§ Text zum Lesen
====

Tollwut Schutzimpfung rettet jährlich hunderttausende Menschenleben
Nach WHO-Angaben sterben weltweit jedes Jahr rund 60.000 Menschen an Tollwut. Von einer hohen Dunkelziffer ist auszugehen. Die Übertragung der Rabiesviren erfolgt hauptsächlich durch den Speichel verwilderter Haus- und Nutztiere, insbesondere durch streunende Hunde (terrestrische Tollwut). Seltener kommt es zur Ansteckung durch Katzen oder Füchse, Waschbären und andere Wildtiere oder durch Fledermäuse.
60 % aller nachgewiesenen Infektionen ereignen sich im asiatischen Raum, insbesondere in China und Indien. Es folgen afrikanische Länder (36 %) sowie Mittel- und Südamerika. In Europa ist das Ansteckungsrisiko für Tollwut vergleichsweise gering, erklären Melanie Maier und Professor Dr. Uwe Liebert vom Institut für Virologie der Universitätsmedizin Leipzig. So wurde in Deutschland in den vergangenen 40 Jahren lediglich von fünf Fällen terrestrischer Tollwut beim Menschen berichtet, davon waren drei importiert. Für ganz Europa wurden in dem Zeitraum 281 Fälle gemeldet. Eine größere Gefahr stelle hingegen die Fledermaustollwut dar: Zwischen 1977 und 2004 steckten sich europaweit über tausend Menschen damit an, allein 259 in Deutschland.

====

§ Aufgaben und Übungen
**1.** Zählen Sie alle Tierarten auf, die der Text über Tollwut ausdrücklich beim Namen nennt.
**2.** Führen Sie den Text über Tollwut im gleichen Stil weiter, beginnend nach seinem letzten Satz.

§ Ausgangsdaten
====

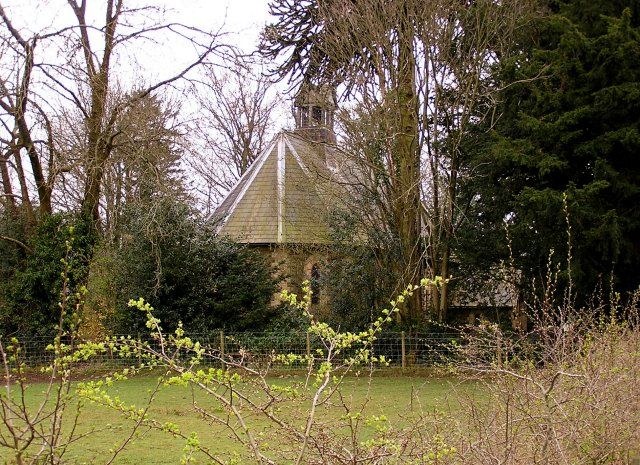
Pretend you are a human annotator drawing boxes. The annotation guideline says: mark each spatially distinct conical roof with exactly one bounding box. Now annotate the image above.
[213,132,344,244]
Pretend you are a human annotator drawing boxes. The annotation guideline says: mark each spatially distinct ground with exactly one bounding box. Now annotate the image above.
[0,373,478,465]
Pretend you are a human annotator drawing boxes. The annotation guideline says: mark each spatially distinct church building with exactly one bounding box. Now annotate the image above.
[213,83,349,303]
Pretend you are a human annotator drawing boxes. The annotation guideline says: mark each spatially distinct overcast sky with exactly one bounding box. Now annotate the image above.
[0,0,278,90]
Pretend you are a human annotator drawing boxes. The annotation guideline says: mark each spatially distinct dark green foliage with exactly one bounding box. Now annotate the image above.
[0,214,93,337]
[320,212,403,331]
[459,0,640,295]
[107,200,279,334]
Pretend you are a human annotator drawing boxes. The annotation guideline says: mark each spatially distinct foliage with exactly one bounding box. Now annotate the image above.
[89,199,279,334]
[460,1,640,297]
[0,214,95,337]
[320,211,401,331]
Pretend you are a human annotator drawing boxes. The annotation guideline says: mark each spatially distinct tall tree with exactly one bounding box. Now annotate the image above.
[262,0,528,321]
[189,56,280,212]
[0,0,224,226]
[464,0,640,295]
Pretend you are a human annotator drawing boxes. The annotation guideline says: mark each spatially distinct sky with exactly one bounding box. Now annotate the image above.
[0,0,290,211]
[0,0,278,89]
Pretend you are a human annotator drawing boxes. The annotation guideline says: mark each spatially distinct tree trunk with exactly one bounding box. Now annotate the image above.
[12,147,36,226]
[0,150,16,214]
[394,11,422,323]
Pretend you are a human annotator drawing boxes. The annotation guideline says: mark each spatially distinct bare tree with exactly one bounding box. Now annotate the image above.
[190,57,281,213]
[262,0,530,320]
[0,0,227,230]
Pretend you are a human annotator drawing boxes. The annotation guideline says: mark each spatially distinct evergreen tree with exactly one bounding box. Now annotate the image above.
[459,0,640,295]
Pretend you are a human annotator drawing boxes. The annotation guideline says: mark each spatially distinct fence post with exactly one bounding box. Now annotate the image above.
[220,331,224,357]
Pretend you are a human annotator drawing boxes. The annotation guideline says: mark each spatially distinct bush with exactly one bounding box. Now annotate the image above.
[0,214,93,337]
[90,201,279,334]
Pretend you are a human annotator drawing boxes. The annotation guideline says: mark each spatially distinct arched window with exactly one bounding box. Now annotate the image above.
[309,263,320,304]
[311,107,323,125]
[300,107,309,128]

====

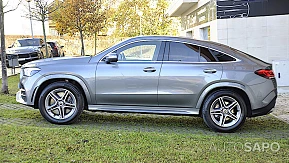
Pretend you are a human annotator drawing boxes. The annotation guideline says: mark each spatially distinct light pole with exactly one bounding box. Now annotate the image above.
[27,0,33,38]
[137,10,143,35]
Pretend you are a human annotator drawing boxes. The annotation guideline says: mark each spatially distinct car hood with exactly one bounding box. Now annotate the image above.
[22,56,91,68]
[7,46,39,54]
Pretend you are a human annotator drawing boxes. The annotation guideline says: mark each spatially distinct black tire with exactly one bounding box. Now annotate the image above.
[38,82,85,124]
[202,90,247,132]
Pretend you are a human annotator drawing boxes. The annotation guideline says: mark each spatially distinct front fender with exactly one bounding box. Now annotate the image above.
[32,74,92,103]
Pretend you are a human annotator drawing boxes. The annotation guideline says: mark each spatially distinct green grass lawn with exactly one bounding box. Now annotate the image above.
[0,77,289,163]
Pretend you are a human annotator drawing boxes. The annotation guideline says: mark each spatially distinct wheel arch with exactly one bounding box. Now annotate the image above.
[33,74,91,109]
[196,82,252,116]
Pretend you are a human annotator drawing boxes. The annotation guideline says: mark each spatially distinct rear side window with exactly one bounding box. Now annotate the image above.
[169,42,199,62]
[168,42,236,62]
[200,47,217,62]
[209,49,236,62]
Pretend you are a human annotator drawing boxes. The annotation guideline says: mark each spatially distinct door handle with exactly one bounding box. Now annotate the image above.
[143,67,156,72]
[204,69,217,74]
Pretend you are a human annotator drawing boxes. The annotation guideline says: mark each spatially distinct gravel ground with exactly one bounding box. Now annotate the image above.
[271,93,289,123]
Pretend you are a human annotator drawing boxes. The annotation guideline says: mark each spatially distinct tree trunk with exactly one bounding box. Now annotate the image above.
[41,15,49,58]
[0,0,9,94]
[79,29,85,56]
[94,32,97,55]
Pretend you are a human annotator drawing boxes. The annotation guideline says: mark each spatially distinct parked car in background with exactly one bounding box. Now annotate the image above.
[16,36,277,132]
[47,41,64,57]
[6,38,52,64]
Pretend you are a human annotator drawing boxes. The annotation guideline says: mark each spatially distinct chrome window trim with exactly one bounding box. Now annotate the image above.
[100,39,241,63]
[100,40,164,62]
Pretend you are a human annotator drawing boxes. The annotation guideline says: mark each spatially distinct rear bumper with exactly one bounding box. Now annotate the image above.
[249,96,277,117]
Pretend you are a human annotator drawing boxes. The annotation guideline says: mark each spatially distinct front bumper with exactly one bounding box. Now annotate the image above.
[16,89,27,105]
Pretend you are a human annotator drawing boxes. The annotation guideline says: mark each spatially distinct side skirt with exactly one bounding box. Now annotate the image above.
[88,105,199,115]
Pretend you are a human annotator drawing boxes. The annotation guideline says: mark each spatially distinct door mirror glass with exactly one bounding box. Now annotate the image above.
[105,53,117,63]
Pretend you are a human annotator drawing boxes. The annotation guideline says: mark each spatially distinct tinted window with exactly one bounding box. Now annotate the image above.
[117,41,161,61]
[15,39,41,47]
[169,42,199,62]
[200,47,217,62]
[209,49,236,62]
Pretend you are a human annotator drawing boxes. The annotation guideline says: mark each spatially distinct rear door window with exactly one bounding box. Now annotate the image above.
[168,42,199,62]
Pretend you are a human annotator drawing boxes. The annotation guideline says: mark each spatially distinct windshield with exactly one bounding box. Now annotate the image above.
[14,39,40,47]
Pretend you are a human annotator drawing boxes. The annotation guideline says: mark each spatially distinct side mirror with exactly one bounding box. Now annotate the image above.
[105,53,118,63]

====

§ Lösungen der Aufgaben
**1.** Hunde, Katzen, Füchse, Waschbären, Fledermäuse

**2.**
Inkubationszeit von mehreren Jahren möglich
Die durchschnittliche Inkubationszeit nach der Biss- oder Kratzverletzung durch ein infiziertes Tier beträgt 15–90 Tage, ggf. auch mehrere Jahre. Die Viren wandern von der Wunde entlang der Nervenbahnen ins Rückenmark und retrograd ins Gehirn, wo sie eine Enzephalomyelitis verursachen. Als erste Symptome zeigen sich häufig Sensibilitätsstörungen und Schmerzen an der Bissstelle.
Die typische enzephalitische oder agitierte Wut äußert sich nachfolgend unter anderem durch Hydrophobie, Lichtscheu, Erregbarkeit, Halluzinationen, schließlich Krampfanfälle und Delirium. Innerhalb weniger Tage kommt es zum Tod durch Herz- oder Atemlähmung. Manifestiert sich die Krankheit mehr im Bereich des Rückenmarks, resultiert die deutlich seltenere paralytische oder stille Variante. Kennzeichnend sind Schwäche, Schmerzen und Störungen der Sinneswahrnehmungen sowie von den Beinen aufsteigende Lähmungen.
Im MRT zeigt sich die Infektion durch Aufhellungen am Nucleus caudatus und im Hippocampus. Eine kausale Therapie fehlt. In Einzelfällen soll das sogenannte Milwaukee-Schema mit Induktion eines künstlichen Komas und kombinierter antiviraler Therapie Infizierten ein Überleben ermöglicht haben, schreiben die beiden Virologen.
Kommt es zum Kontakt mit einem tollwutverdächtigen Tier (s. Kasten), müssen Biss- oder Kratzwunden sofort mit viel Wasser und Seife sowie Jodlösung oder 70%igem Alkohol gereinigt werden. Von einem chirurgischen Wundverschluss ist abzusehen. Bis heute bietet eine Impfung die einzige Möglichkeit, den Ausbruch der Krankheit zu verhindern. Sie muss innerhalb von Stunden durchgeführt werden, betonen die beiden Autoren.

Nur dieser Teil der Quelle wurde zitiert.